# Problem description
Look through the entries below for the line with "query | stadium step" and the line with "sample | [842, 136]", then give again exactly those two lines and all lines between them, minus the pictures.

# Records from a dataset

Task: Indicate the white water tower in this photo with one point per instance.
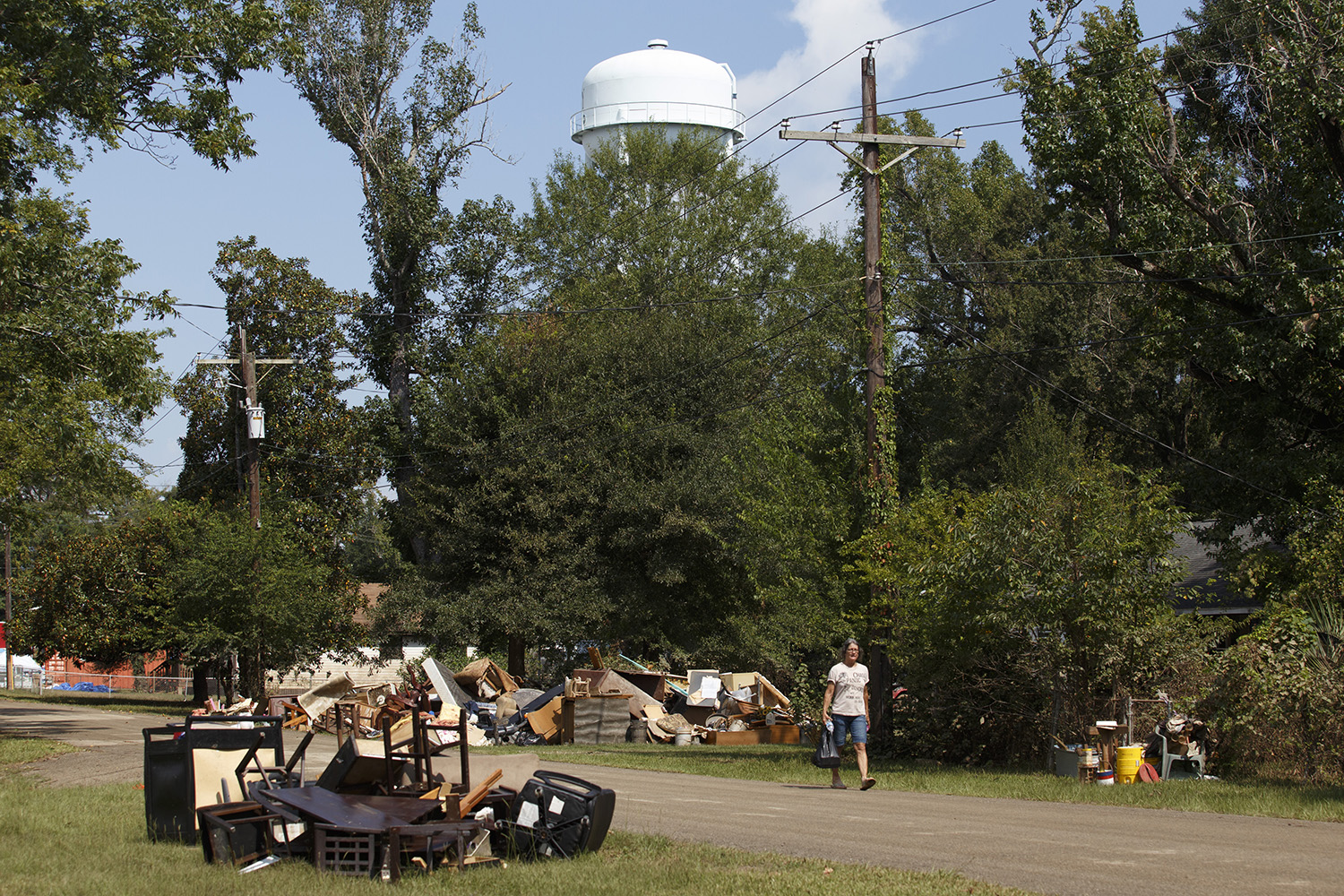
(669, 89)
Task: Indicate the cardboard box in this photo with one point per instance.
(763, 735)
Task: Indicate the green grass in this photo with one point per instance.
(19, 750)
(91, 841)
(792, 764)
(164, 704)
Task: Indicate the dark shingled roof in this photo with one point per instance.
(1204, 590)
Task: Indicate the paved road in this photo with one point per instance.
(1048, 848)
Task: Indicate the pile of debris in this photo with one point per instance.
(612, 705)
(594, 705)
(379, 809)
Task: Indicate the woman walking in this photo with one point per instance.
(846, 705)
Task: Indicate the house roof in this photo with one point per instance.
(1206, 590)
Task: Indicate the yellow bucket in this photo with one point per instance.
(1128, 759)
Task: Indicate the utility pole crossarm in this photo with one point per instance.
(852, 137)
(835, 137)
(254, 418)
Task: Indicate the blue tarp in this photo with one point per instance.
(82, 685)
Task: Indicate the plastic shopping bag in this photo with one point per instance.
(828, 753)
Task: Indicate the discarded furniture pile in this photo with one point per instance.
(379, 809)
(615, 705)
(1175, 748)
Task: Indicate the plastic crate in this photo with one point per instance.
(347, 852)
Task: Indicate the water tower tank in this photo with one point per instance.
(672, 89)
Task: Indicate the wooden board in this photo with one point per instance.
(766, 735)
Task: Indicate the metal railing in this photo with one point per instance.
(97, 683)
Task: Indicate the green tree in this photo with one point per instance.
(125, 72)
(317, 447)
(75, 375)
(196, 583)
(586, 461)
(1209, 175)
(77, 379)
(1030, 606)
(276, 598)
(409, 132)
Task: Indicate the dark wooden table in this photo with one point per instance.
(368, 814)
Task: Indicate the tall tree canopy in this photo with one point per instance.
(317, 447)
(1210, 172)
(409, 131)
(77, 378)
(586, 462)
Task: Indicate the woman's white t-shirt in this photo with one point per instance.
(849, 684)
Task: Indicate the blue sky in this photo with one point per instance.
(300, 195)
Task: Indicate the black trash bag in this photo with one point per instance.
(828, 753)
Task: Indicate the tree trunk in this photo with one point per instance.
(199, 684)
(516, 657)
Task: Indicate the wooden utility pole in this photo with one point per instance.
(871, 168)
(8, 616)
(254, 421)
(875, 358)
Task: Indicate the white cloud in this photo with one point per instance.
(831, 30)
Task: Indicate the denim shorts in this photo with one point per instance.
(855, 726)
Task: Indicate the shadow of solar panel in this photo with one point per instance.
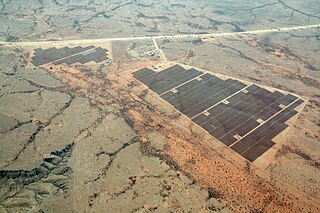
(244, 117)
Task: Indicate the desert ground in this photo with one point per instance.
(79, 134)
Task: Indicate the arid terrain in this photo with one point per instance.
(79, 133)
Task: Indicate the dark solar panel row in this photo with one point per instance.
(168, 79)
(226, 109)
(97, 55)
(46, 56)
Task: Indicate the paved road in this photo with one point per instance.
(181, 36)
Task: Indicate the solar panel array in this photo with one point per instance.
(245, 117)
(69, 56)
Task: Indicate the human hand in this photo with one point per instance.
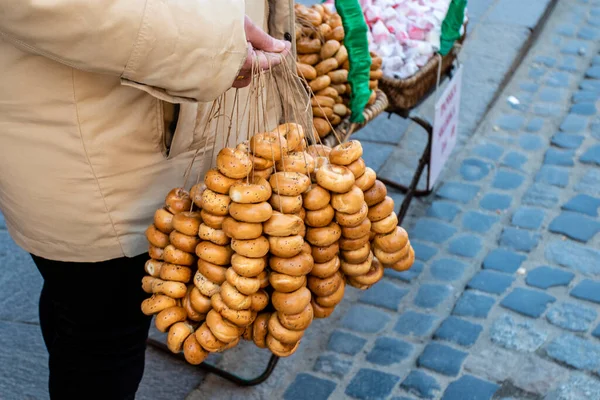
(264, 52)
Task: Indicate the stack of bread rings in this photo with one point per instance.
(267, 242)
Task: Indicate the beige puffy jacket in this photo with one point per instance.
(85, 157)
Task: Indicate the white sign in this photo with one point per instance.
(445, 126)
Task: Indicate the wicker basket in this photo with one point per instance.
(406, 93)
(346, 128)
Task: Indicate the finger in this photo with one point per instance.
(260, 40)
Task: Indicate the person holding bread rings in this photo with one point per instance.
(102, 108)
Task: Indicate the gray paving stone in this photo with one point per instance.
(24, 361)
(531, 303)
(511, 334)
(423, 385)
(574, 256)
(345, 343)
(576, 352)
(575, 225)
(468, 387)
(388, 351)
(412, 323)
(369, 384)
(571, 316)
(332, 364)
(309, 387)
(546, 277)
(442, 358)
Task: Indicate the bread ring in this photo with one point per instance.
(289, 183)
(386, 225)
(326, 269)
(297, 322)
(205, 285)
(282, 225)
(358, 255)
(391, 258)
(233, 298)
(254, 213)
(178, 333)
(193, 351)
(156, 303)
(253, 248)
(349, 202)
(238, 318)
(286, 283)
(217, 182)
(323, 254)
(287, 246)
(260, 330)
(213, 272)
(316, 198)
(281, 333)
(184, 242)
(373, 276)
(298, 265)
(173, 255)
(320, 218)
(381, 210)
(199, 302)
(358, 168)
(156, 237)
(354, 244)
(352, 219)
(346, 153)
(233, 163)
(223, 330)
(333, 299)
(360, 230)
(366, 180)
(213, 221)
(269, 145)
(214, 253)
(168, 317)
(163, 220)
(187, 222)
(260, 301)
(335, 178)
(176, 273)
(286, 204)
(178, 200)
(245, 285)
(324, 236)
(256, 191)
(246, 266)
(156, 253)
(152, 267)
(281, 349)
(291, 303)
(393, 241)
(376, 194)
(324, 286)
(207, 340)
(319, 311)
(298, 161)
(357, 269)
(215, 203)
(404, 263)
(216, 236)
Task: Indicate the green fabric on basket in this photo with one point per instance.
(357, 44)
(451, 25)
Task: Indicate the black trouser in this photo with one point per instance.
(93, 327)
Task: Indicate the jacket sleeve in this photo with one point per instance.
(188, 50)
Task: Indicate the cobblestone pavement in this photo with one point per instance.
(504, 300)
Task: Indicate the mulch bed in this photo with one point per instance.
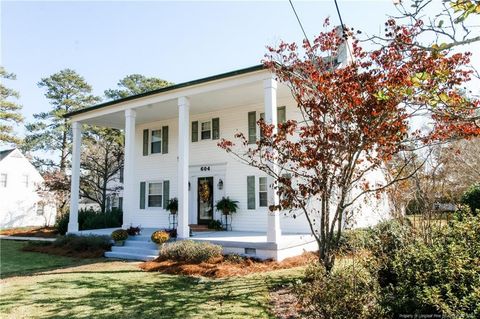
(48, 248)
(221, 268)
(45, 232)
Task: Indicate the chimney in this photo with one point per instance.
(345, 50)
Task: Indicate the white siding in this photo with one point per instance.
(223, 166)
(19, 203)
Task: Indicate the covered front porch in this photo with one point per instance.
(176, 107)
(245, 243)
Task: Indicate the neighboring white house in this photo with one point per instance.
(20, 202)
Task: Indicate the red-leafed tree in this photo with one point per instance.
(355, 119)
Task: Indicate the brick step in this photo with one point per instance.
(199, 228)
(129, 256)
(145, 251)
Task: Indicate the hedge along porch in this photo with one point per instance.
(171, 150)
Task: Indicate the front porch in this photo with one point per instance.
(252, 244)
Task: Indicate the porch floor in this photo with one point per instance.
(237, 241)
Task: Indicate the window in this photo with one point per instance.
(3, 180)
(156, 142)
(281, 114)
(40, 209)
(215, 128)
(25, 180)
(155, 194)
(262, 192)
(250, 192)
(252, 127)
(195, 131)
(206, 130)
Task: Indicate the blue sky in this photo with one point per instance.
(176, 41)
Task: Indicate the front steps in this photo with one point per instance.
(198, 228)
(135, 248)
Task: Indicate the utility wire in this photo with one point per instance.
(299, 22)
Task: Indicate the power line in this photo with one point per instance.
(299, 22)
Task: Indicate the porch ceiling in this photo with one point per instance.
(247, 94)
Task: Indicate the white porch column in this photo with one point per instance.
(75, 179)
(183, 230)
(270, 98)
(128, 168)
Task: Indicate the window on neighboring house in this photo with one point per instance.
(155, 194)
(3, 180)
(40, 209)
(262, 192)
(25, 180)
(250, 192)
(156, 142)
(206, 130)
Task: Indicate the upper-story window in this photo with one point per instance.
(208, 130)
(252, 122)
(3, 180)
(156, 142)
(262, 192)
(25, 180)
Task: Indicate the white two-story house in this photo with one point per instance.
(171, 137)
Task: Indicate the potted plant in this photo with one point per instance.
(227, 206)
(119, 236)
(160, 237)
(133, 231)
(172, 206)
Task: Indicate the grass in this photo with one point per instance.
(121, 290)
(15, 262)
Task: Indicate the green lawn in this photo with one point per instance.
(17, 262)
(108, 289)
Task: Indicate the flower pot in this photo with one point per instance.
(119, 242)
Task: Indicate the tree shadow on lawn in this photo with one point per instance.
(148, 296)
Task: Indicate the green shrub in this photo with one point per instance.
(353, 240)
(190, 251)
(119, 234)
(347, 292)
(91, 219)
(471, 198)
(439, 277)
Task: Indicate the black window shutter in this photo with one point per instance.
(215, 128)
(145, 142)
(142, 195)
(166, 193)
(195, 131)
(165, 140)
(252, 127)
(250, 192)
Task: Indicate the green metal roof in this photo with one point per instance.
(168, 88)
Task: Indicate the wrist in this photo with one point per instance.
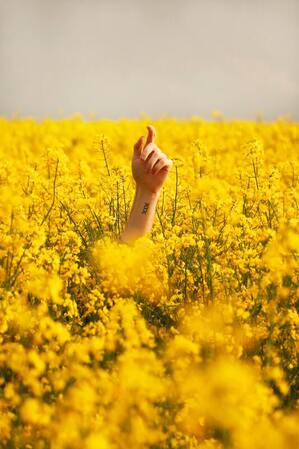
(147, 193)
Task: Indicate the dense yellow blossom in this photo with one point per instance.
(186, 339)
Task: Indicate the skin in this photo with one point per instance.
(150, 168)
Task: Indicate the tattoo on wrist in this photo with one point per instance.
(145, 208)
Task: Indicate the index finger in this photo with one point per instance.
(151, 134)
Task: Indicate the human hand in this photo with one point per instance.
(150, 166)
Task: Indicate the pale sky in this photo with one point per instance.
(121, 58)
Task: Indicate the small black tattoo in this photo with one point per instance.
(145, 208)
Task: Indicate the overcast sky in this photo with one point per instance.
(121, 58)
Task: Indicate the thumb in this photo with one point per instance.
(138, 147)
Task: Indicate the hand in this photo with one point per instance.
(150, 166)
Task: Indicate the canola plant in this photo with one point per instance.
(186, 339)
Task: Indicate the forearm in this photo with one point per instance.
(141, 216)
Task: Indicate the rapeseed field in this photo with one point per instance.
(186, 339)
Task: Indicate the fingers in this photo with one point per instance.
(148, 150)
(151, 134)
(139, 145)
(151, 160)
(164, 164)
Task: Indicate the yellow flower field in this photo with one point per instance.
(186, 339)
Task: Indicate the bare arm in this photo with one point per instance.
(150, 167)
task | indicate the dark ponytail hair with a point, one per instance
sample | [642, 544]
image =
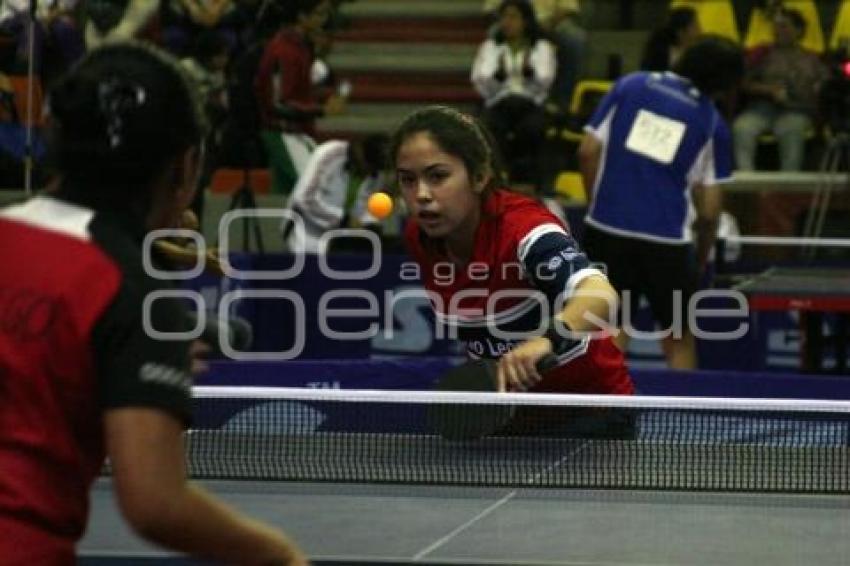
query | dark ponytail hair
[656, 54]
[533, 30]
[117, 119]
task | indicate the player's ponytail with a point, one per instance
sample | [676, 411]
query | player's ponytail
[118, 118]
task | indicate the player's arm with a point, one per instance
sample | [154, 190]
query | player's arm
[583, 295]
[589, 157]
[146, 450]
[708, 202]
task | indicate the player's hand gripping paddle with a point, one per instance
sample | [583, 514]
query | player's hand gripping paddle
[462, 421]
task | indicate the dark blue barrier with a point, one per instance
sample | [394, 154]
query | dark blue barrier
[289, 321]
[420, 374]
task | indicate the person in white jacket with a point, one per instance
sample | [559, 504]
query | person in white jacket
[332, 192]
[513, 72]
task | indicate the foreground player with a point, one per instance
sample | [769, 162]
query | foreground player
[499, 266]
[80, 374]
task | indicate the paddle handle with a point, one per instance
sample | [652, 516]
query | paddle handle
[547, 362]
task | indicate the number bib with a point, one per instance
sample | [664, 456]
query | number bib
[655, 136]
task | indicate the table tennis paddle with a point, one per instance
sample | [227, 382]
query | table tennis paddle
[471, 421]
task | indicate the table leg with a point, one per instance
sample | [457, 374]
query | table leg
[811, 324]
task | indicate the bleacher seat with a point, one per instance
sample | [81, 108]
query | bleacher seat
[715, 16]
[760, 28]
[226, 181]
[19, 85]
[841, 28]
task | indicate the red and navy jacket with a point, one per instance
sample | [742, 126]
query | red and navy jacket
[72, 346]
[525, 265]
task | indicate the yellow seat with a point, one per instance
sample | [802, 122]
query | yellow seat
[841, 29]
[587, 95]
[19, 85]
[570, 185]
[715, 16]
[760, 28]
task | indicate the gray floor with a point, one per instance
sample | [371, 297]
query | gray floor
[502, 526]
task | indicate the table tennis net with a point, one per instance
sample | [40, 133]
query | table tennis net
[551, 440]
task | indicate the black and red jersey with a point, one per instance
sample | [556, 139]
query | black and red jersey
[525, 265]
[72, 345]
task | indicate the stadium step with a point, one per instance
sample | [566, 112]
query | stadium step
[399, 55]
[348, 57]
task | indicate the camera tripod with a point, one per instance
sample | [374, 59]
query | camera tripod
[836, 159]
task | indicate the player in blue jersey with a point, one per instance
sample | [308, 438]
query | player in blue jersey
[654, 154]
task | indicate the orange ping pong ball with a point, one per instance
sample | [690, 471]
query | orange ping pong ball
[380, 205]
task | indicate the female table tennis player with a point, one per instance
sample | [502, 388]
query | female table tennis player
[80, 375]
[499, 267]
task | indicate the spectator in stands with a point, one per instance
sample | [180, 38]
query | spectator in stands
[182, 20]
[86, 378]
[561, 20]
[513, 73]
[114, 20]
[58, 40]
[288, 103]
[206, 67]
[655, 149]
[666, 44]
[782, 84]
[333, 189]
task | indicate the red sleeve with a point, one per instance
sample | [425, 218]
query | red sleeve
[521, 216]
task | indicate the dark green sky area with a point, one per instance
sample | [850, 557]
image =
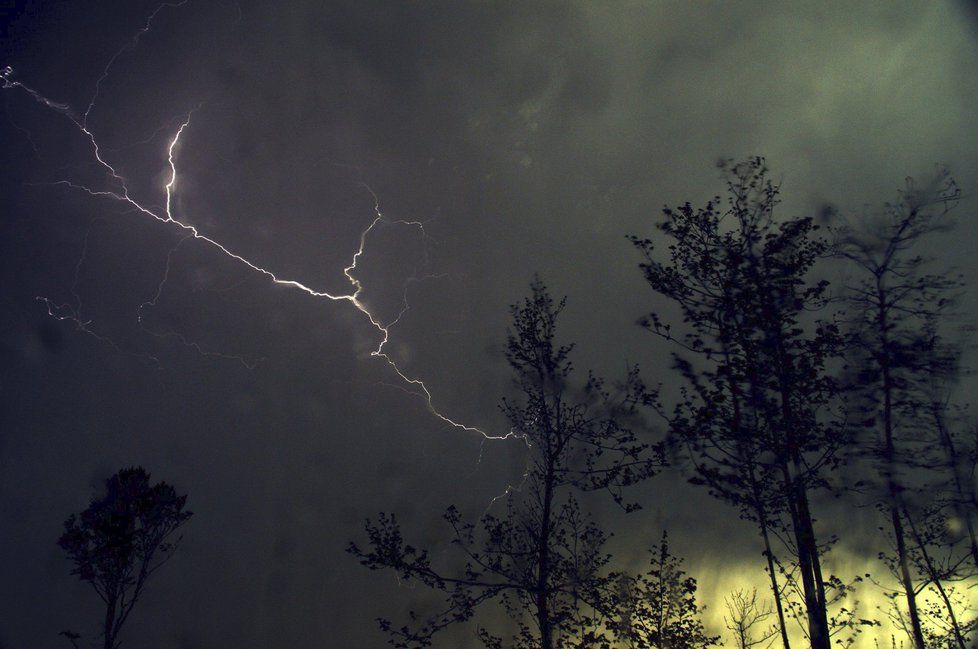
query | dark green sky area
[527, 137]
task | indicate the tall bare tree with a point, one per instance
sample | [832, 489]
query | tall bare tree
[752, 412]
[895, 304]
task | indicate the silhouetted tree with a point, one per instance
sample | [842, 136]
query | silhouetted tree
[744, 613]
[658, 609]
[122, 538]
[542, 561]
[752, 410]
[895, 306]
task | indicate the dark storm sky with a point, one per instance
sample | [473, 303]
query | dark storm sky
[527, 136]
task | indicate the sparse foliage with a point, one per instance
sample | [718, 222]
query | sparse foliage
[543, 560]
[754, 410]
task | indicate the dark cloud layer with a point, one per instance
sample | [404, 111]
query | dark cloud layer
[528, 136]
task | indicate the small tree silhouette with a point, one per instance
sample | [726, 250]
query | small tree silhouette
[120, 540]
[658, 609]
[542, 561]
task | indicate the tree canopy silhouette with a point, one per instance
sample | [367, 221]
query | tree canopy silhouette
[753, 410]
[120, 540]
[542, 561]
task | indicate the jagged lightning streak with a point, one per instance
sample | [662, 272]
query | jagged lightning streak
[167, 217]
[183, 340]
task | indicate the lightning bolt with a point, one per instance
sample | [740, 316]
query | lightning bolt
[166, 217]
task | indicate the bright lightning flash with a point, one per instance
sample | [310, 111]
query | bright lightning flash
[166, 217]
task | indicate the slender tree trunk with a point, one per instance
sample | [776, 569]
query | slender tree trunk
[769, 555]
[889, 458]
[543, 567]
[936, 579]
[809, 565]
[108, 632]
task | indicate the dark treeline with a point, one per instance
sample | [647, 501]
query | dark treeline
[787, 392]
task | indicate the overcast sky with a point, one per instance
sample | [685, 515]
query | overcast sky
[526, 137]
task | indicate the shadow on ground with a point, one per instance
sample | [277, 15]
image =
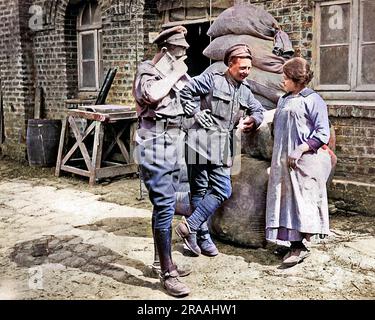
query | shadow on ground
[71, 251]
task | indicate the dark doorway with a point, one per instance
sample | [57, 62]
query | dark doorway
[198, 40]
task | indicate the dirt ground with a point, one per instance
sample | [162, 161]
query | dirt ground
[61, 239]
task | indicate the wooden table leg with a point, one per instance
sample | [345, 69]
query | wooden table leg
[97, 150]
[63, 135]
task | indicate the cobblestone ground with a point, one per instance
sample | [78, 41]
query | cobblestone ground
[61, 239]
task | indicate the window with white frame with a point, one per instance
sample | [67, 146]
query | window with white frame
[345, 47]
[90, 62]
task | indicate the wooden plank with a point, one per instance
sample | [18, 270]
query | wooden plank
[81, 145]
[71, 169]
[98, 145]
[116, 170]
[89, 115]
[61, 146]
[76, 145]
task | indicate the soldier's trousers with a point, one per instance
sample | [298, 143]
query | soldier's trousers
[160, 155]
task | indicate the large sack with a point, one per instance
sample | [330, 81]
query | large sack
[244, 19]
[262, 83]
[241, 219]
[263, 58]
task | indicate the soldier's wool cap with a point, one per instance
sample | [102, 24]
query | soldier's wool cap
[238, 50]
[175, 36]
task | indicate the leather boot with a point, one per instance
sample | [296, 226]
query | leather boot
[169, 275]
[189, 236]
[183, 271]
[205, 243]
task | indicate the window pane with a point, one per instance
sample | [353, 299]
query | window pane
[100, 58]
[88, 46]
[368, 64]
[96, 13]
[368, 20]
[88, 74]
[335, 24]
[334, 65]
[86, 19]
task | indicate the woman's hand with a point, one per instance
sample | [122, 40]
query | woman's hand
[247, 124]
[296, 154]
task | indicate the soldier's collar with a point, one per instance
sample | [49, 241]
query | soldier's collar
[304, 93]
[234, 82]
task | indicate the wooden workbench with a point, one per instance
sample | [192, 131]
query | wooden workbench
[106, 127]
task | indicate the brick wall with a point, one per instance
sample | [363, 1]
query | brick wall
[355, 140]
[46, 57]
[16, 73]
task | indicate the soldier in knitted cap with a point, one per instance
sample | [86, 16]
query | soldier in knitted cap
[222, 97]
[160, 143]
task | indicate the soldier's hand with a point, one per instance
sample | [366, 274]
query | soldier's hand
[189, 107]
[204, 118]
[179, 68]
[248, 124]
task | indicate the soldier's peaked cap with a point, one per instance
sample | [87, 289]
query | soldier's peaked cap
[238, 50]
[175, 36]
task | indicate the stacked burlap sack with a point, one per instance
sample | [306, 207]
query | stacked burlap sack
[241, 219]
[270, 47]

# Solution to this problem
query | stadium step
[399, 55]
[348, 57]
task | indicate the camera tripod with a point, one per instance
sample | [374, 59]
query | camera tripod
[836, 159]
task | indicate the player in blue jersey with a point, one per instance
sample | [308, 438]
query | player in blue jersey
[654, 154]
task | indicate the orange ping pong ball with a point, one per instance
sample | [690, 471]
query | orange ping pong ball
[380, 205]
task | indicate the female table tennis player with a point, one per instance
sample | [502, 388]
query | female table tennis player
[80, 375]
[499, 267]
task | indicate the spectator in stands with a point, one per instance
sample | [180, 38]
query | spectator in stands
[182, 20]
[86, 378]
[561, 20]
[513, 73]
[114, 20]
[58, 40]
[288, 103]
[206, 67]
[655, 149]
[666, 44]
[782, 84]
[333, 189]
task | indicate the red sleeve with a point, one per instance
sample | [425, 218]
query | red sleeve
[521, 216]
task | indicate the dark green sky area with a point, one per instance
sample | [850, 557]
image =
query | dark green sky area
[527, 137]
task | indicate the tall bare tree with a point, one per instance
sample | [832, 489]
query | tall bare tree
[752, 412]
[895, 304]
task | indicate the silhouetted tree with a point, one per instance
sample | [842, 136]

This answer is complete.